**Directive:** Leaving out the pictures, retype all the material exactly.

===== Exercise inputs

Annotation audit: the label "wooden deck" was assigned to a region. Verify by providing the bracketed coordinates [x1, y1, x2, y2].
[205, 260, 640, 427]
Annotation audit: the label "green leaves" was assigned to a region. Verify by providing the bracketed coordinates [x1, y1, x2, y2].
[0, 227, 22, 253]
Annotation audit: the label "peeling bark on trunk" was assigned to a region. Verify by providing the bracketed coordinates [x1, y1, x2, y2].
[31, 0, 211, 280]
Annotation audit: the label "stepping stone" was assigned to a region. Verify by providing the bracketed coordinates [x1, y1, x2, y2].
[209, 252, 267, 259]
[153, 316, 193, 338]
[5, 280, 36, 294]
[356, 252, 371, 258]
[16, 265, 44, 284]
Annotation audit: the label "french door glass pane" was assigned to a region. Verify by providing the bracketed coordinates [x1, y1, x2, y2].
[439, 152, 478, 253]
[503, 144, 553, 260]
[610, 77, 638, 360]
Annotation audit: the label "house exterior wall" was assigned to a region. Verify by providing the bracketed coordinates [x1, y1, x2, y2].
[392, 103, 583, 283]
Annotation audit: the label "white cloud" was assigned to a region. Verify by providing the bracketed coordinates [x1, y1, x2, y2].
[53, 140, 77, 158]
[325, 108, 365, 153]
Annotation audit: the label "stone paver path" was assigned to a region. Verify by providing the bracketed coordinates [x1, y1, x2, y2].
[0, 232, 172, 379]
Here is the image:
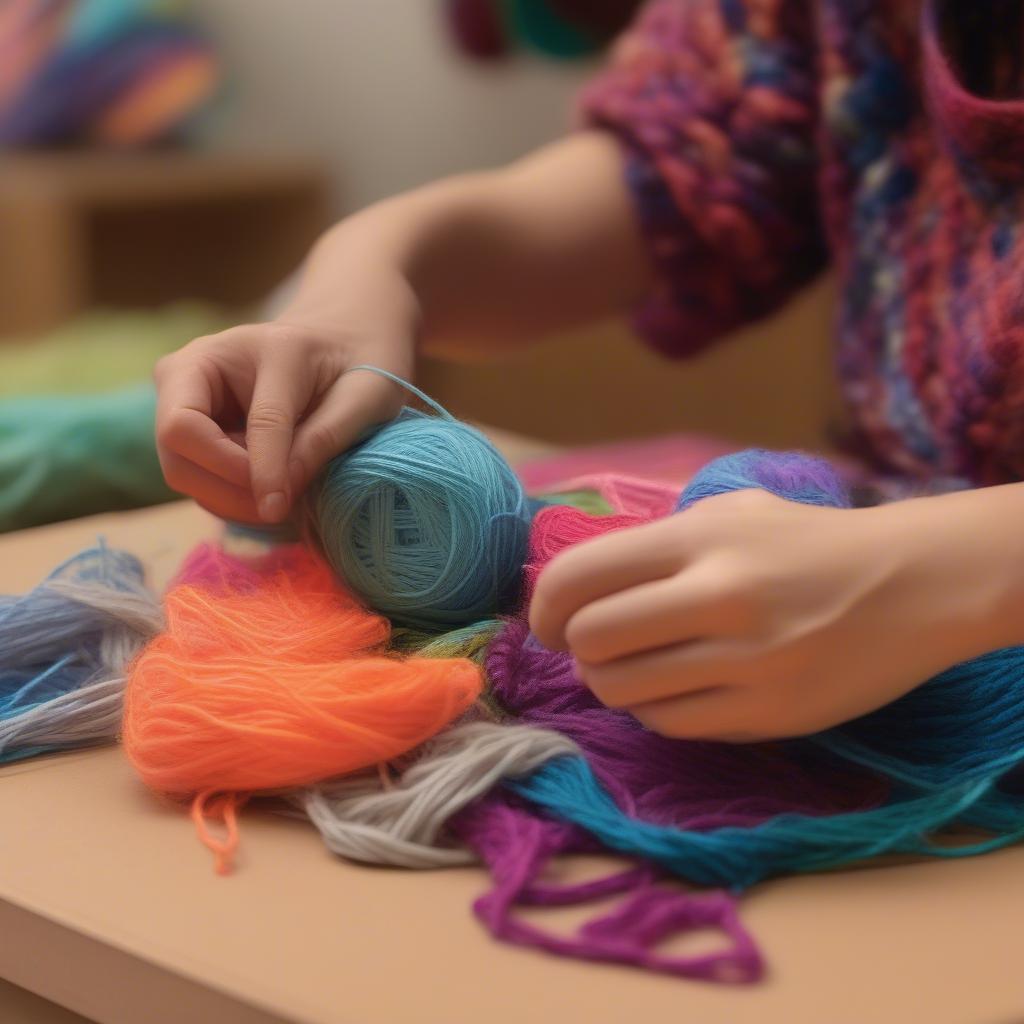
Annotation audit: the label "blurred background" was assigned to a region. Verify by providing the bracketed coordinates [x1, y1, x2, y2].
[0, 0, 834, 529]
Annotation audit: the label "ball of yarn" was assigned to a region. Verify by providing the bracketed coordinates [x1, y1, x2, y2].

==========

**Output for this task:**
Annotation audit: the label "wooden deck" was assigned to a region. Verify by providing the bracketed coordinates [x1, y1, x2, y2].
[205, 260, 640, 427]
Annotation audit: the label "green leaves" was assigned to a region. Verify by providing the bracketed coordinates [x1, y1, x2, y2].
[0, 227, 22, 253]
Annotation audit: the label "peeling bark on trunk" was assigned to a region. Verify by providing the bracketed coordinates [x1, y1, x2, y2].
[31, 0, 211, 280]
Annotation audit: the label "stepping stone" was assigned to a region. Verify by providing the bracketed coordinates [x1, y1, x2, y2].
[209, 252, 267, 259]
[153, 316, 193, 338]
[5, 280, 36, 294]
[356, 252, 371, 258]
[16, 265, 44, 284]
Annotation audit: the label "french door glass pane" was assigned to a region. Verify by providing the bracketed coordinates [x1, y1, x2, y2].
[439, 152, 478, 253]
[503, 144, 553, 260]
[610, 77, 638, 360]
Annotation audit: the label "house exterior wall" was assigned to a region. Verify by providing the bracketed coordinates [x1, y1, x2, y2].
[392, 103, 583, 283]
Annotation audit: the label "white cloud" was assigned to a region. Verify by providing the bracketed coordinates [x1, y1, x2, y2].
[53, 140, 77, 158]
[325, 108, 365, 153]
Annotation audit: the label "stone paver path" was assigned to a region. Verify by providing the bracketed coordinates [x1, y1, x2, y2].
[0, 232, 172, 379]
Here is the image:
Annotation audit: the label "blurred background" was assigned to a region. Verify by providing the bracketed coordinates [x1, y1, x2, y2].
[0, 0, 834, 529]
Annotation audit: the label "ball of yarn" was assigned to a region. Verify by providing the bracketed coordinates [x1, y1, x2, y2].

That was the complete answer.